[Entries for pointing and labeling]

※

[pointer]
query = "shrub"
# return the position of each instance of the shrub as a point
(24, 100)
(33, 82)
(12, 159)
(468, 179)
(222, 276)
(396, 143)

※

## Task to complete
Return all of the data above without any changes, line for line.

## Reply to the task
[pointer]
query = "shrub"
# return the position of each instance of the shrub as a point
(24, 100)
(33, 82)
(12, 159)
(468, 179)
(222, 276)
(396, 143)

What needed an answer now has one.